**WORK INSTRUCTIONS**
Reproduce verbatim only the lines from the one containing "blossom. Do not add anything beyond the points." through the last line below, both included.

--- start INFORMATION SHOWN ---

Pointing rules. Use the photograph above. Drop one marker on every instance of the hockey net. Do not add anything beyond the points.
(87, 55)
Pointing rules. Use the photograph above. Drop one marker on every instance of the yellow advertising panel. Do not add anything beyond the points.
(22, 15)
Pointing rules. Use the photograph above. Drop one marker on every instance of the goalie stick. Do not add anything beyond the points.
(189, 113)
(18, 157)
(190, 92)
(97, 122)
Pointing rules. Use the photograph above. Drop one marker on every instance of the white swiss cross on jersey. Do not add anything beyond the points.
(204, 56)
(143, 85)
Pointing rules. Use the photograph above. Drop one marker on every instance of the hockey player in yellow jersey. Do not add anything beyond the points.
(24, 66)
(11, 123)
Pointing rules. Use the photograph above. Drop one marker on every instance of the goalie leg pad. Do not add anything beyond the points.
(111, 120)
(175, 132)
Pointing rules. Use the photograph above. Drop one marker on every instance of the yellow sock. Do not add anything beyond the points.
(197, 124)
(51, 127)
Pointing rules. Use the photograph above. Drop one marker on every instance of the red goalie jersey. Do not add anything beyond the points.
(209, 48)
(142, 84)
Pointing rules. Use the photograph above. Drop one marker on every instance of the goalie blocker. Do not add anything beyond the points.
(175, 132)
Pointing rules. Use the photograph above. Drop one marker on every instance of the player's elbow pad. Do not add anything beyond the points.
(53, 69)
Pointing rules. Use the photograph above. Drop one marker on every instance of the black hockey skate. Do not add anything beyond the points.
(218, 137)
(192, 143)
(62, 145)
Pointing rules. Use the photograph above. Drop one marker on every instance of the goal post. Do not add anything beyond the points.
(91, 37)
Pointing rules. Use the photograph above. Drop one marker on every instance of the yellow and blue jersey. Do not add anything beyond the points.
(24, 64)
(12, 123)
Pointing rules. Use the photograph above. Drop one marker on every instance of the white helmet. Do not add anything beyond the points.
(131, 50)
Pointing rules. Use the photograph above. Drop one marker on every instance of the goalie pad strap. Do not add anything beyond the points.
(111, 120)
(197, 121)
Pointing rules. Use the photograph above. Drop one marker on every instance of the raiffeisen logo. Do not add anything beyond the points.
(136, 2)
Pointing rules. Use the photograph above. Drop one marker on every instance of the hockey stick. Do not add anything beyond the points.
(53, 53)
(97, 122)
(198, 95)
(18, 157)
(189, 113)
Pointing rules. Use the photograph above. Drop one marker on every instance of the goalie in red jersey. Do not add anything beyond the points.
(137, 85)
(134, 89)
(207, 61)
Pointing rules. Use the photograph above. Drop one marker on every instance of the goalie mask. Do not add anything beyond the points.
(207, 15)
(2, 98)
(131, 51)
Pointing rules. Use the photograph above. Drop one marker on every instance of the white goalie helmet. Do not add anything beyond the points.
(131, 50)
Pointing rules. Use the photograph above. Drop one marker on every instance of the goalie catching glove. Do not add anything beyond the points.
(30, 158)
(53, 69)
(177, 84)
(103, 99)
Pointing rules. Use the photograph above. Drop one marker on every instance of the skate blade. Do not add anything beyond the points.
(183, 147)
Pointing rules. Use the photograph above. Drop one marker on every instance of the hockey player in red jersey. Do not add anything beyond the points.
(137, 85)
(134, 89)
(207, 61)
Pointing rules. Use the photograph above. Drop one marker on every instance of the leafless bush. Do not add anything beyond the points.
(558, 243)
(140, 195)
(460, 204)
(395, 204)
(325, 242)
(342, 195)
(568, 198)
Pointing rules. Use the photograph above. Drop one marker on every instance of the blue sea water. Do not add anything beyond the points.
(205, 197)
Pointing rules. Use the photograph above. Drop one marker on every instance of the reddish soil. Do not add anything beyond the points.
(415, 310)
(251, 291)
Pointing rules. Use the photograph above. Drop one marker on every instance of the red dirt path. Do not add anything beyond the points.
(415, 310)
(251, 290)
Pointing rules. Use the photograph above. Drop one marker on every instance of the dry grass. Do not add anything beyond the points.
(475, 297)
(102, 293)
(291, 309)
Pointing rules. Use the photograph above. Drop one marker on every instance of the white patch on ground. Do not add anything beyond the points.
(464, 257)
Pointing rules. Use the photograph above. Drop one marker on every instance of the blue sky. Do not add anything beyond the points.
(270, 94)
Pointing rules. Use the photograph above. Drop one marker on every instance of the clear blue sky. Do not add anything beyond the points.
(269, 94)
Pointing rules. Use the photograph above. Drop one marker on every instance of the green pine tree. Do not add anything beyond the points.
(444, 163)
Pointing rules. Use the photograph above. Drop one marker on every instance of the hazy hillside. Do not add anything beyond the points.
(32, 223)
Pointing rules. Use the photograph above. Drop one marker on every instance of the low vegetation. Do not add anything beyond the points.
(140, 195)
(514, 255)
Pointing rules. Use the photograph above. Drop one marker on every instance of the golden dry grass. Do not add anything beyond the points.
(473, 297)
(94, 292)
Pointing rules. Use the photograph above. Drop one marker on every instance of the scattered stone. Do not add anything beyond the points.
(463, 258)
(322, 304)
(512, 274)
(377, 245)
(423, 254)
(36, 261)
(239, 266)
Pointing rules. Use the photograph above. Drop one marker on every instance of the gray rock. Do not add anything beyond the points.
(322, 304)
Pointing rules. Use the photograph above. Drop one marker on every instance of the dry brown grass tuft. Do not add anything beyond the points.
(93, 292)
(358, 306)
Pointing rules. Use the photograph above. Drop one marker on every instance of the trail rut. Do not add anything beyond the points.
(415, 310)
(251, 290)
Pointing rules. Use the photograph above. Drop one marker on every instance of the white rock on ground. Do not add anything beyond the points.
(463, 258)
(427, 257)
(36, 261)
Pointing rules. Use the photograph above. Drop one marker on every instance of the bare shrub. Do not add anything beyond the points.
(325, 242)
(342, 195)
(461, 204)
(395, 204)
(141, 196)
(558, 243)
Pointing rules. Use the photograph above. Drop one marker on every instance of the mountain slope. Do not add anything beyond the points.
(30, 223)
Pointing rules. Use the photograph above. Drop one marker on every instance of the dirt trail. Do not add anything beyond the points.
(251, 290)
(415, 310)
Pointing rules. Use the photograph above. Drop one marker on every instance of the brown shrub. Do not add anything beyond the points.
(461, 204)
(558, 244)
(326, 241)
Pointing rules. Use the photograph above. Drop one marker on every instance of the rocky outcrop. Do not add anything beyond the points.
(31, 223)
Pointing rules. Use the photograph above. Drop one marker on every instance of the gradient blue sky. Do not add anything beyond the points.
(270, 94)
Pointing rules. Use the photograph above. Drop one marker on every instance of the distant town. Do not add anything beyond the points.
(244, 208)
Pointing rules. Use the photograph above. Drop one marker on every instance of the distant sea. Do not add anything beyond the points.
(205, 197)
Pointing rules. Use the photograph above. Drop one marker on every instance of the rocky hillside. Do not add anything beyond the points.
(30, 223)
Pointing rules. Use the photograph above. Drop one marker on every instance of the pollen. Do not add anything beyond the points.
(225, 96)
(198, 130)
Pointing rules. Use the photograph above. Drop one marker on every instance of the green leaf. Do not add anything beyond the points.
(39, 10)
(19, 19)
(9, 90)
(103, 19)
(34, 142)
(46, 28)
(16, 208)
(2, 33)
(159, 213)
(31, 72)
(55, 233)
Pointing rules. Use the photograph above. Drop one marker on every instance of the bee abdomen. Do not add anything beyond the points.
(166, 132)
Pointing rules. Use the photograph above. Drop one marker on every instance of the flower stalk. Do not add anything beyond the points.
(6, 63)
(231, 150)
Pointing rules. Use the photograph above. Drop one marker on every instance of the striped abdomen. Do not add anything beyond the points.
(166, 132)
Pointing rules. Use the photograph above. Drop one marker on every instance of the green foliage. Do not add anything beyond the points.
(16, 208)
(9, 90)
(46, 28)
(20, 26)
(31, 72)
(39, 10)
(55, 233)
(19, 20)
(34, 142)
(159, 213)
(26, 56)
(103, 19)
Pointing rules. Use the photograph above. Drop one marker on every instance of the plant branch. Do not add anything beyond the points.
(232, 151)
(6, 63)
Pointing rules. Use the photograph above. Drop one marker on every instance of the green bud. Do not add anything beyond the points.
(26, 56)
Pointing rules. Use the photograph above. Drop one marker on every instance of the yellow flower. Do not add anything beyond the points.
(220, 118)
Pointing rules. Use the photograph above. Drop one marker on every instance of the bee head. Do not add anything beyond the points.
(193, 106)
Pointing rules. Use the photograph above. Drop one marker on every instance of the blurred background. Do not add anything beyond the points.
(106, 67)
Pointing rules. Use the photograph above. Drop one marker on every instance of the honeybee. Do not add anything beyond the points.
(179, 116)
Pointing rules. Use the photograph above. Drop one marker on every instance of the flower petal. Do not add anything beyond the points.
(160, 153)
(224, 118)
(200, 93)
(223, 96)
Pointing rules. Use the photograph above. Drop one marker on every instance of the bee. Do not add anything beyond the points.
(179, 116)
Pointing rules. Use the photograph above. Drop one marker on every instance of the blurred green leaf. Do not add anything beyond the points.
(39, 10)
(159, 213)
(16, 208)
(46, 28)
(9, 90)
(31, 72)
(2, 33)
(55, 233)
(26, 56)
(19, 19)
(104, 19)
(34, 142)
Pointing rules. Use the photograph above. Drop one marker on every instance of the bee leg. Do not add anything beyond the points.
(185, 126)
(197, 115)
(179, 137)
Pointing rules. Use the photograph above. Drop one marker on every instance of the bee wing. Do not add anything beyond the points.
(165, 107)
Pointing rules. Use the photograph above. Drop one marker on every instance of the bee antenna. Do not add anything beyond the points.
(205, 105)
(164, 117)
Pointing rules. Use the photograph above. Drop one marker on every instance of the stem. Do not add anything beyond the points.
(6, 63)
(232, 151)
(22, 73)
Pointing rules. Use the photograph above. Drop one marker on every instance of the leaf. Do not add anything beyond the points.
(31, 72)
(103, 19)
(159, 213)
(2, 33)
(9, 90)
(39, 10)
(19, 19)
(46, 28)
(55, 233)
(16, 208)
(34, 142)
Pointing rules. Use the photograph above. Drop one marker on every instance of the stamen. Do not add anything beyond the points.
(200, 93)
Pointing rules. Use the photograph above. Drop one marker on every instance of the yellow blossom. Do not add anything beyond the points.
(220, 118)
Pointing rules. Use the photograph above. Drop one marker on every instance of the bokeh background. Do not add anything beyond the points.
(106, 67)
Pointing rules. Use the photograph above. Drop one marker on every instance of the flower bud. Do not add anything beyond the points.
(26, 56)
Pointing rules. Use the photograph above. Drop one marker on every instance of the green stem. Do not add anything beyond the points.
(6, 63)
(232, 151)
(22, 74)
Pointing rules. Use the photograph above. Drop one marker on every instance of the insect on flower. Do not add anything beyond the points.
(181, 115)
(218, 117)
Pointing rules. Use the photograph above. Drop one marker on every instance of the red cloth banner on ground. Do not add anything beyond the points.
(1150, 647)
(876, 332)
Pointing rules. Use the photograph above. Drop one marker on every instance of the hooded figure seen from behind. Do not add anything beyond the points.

--- end INFORMATION SHOWN ---

**SOLUTION TO THE PROBLEM**
Pointing rules. Use the photograph above. Drop one marker on every instance of the yellow blossom. Do not add anything beyond the points.
(220, 118)
Pointing rules. Use the photograph above. Drop one marker on every instance of the bokeh background. Do not add anything beyond the points.
(106, 67)
Pointing rules. Use the photograph above. Drop one marker on every instance of the flower bud. Do not add anything beyond the points.
(26, 56)
Pointing rules. Use the photograph above. Drop one marker on every instance of the green stem. Do not add anything beyond the points.
(6, 63)
(232, 151)
(22, 74)
Pointing rules. Use the photograph above. Drop one marker on every instance of the insect on flower. Do not add anything beyond the points.
(181, 115)
(218, 117)
Pointing rules. Use the photograph above. Drop one marker on every instance of the red cloth banner on ground. Do not add anything beyond the points.
(1150, 647)
(876, 332)
Pointing rules. Use the photograph above. Drop one marker on every instance of the hooded figure seen from behind. Do not add anything beyond the points.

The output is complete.